作業内容.
a - 法令の外国語訳に関する文書抜粋では、資料18−4は何に関する資料だと説明されているか。
b - 法令の外国語訳に関する文書抜粋を、最後の文の後から書き進めてほしい。

内容については、後ほど、柏木座長から御説明をいただく予定でございます。
資料18−3でございますが、これは法令の外国語訳の現状について調査した結果をまとめたものでございます。ワーキング・グループでも資料として提出させていただいたものでございます。
事務局において、各省庁のホームページ上で公表されている法令等の外国語訳について調査を種々まとめたものでございます。現在でも、相当の数の翻訳は行われていて、公表されているということはおわかりいただけるかと思います。
このほか、省庁によっては、法令等の外国語訳を出版物で公表されているという例もございます。また、ホームページ上では公表されていないものの、所管の独立行政法人や公益法人などで法令の外国語訳が公表されているという例もございます。
中を見ていただきますとわかりますけれども、方法につきましては、憲法、国会法、内閣法、国家行政組織法等の翻訳がございます。また、知的財産関係法につきましては、実用新案法、意匠法、商標法などの翻訳がございますし、独占禁止法等の経済関係法についても翻訳があるということでございます。
資料18−4でございますけれども、これはコンピュータシステムを活用した翻訳のイメージに関する資料でございます。
この資料は、ワーキング・グループのメンバーでありました松浦教授、それからオブザーバーとして参加していただいた外山教授、名古屋大学の両先生が作成されたということで、ワーキングにも資料として提出していただいたものでございます。内容につきましては、また後ほど御説明をさせていただきます。
以上でございます。

記録データ.
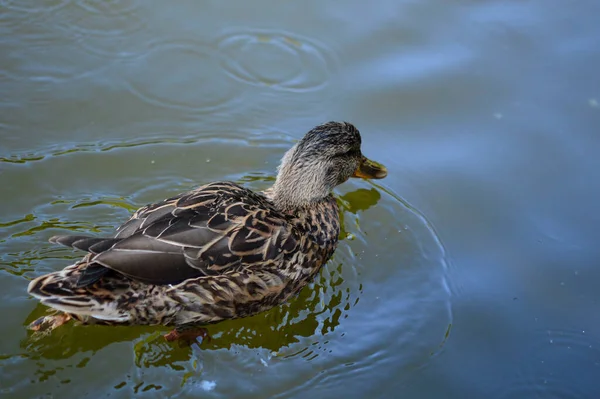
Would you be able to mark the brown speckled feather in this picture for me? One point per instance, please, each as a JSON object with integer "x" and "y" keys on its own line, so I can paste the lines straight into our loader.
{"x": 218, "y": 252}
{"x": 215, "y": 253}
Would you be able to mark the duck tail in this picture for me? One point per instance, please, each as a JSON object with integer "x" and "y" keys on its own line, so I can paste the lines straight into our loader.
{"x": 60, "y": 290}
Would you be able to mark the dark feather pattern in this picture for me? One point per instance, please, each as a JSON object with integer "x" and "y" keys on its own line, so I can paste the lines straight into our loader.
{"x": 218, "y": 252}
{"x": 215, "y": 253}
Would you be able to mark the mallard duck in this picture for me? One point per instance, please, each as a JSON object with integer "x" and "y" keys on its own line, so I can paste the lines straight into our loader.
{"x": 218, "y": 252}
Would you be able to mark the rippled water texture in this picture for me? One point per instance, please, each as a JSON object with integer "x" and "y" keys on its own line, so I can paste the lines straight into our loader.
{"x": 470, "y": 272}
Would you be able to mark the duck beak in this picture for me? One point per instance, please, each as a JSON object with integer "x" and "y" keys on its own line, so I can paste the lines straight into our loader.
{"x": 368, "y": 169}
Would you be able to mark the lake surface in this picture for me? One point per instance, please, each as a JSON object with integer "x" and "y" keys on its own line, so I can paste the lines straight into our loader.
{"x": 472, "y": 271}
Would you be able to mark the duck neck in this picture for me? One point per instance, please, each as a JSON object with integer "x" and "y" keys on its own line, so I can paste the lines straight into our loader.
{"x": 300, "y": 183}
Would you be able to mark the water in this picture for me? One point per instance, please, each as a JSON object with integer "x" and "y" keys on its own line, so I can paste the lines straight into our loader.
{"x": 470, "y": 271}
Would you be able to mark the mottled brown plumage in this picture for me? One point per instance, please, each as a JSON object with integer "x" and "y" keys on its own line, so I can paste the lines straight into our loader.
{"x": 218, "y": 252}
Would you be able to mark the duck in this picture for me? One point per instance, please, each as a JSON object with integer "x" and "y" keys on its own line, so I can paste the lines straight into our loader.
{"x": 218, "y": 252}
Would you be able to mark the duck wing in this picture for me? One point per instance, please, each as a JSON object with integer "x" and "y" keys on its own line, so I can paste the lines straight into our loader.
{"x": 219, "y": 228}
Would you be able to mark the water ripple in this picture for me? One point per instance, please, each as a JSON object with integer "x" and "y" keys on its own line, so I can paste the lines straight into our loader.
{"x": 102, "y": 146}
{"x": 34, "y": 6}
{"x": 184, "y": 75}
{"x": 279, "y": 60}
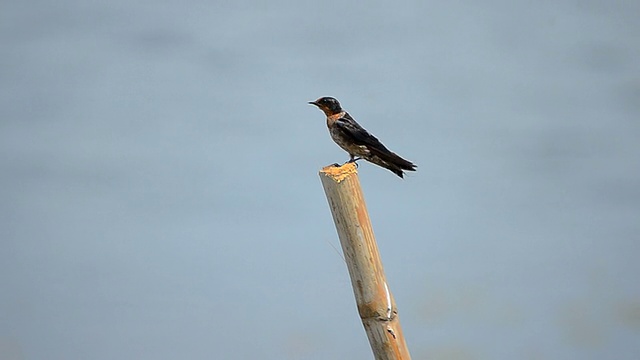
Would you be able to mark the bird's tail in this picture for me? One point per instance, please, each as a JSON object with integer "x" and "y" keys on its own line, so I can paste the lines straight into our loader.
{"x": 392, "y": 161}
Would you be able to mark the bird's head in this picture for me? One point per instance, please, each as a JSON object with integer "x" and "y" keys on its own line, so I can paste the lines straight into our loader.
{"x": 328, "y": 105}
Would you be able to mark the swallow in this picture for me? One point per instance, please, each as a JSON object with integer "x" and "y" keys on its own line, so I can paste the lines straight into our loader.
{"x": 357, "y": 141}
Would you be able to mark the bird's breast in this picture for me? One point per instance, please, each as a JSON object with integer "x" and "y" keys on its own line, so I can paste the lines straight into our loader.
{"x": 331, "y": 119}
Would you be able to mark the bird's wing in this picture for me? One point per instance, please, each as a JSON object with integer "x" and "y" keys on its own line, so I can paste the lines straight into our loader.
{"x": 357, "y": 133}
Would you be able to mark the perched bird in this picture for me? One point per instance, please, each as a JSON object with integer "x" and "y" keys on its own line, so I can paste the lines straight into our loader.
{"x": 357, "y": 141}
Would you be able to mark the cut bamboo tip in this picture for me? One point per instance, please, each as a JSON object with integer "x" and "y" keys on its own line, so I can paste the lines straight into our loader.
{"x": 339, "y": 173}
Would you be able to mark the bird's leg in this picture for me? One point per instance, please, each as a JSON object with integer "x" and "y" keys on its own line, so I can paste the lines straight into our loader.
{"x": 352, "y": 159}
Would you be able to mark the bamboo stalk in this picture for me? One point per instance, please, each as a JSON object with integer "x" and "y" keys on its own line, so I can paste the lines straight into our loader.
{"x": 376, "y": 305}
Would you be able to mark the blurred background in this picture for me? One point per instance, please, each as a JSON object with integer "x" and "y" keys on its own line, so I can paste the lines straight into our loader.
{"x": 160, "y": 196}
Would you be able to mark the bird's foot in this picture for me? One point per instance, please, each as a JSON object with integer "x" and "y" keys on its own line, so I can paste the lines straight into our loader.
{"x": 352, "y": 160}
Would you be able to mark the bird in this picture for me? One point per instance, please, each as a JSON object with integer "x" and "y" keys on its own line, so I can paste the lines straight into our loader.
{"x": 357, "y": 141}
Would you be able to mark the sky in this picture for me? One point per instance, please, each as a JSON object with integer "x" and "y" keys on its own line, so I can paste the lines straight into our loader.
{"x": 161, "y": 198}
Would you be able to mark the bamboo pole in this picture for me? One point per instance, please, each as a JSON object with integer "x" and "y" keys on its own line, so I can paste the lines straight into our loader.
{"x": 376, "y": 305}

作業の回答.
a - コンピュータシステムを活用した翻訳のイメージに関する資料である。

b -
○柏木座長 ありがとうございました。前回の検討会では、法令外国語訳の推進という検討課題につきまして、この検討会の下にワーキング・グループを設けて、法令の外国語訳の基盤整備の大枠について検討した上で、その結果を検討会に御報告するということになっておりました。
今回は、ワーキング・グループにおける検討結果を御報告し、皆様の御意見を賜りたいと思っております。よろしくお願いします。
法令外国語訳に関するワーキング・グループですが、これは平成16年7月30日、9月7日、10月14日、10月22日の合計4回開催いたしました。
ワーキング・グループのメンバーにつきましては、事務局の御説明にございましたとおり、資料18−1の一番最後のページにメンバー一覧が添付されております。ワーキング・グループの座長を私が務めました。ワーキング・グループの取りまとめは、資料18−2のとおりであります。
初めに、私の方から、資料18−1と資料18−2を使って、取りまとめの内容について御説明をして、その後で事務局から資料18−4のコンピュータにつきまして、御説明をいただいて、意見交換に移りたいと思います。
ワーキング・グループの取りまとめ概要ですが、資料18−1及び18−2は、法令外国語訳に関するワーキング・グループの検討結果の取りまとめに関する資料です。
まず、資料18−1の取りまとめの概要を御覧いただきたいと思います。取りまとめは、主としまして、「基盤整備の必要性」、「翻訳ルールの策定、アクセス体制整備の基本的枠組み」、今後の検討を行う「検討会議」について触れております。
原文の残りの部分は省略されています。